# start of Excerpted data

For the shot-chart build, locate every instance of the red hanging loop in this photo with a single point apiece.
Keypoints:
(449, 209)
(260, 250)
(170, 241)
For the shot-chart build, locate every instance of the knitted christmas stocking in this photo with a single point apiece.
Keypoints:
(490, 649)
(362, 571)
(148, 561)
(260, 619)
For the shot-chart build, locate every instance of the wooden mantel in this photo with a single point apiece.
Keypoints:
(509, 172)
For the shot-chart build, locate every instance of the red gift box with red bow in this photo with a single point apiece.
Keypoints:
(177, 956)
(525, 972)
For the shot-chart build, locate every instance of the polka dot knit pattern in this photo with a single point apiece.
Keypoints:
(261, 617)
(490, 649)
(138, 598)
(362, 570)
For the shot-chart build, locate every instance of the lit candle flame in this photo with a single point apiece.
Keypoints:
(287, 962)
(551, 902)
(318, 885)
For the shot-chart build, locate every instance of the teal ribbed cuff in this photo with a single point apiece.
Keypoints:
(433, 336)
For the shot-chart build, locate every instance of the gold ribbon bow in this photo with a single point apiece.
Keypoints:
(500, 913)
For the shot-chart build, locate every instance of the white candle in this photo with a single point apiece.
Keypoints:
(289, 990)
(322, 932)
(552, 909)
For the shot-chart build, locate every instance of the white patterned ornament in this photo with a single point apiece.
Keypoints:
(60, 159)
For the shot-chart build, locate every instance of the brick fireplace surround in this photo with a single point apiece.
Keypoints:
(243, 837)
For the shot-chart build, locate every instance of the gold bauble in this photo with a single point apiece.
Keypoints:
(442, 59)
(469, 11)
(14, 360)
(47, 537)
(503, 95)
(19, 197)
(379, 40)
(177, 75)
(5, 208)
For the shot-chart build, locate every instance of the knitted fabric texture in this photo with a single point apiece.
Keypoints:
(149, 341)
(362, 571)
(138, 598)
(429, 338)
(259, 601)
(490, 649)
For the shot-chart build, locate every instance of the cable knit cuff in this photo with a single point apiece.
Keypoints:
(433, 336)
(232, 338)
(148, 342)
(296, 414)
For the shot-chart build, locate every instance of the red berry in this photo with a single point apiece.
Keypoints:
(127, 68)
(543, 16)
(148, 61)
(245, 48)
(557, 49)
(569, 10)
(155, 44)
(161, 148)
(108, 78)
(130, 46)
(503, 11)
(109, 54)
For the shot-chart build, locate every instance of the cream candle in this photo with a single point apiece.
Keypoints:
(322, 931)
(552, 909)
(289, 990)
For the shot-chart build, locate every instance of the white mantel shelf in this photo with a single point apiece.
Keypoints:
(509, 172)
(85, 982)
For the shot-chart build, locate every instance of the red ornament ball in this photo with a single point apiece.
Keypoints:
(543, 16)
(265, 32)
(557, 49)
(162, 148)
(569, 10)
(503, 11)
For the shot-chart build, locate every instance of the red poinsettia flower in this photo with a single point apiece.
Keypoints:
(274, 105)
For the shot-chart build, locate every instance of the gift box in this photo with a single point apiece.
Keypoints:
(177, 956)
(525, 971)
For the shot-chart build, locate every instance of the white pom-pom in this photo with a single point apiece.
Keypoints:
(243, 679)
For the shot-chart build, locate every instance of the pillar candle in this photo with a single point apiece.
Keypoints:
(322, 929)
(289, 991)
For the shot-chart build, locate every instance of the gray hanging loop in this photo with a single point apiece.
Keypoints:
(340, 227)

# end of Excerpted data

(What is needed): Starting at the line that contains "For the shot-chart build, locate every instance of the pillar" and ending at the end of the material, write those lines out again with "gray" changed to "silver" and nothing else altered.

(Final result):
For the shot-chart build, locate every instance of the pillar candle in this photo with a single point apiece.
Keypoints:
(322, 929)
(289, 991)
For the shot-chart build, locate every instance of the silver hanging loop in this photo with a single point apiece.
Keypoints:
(340, 227)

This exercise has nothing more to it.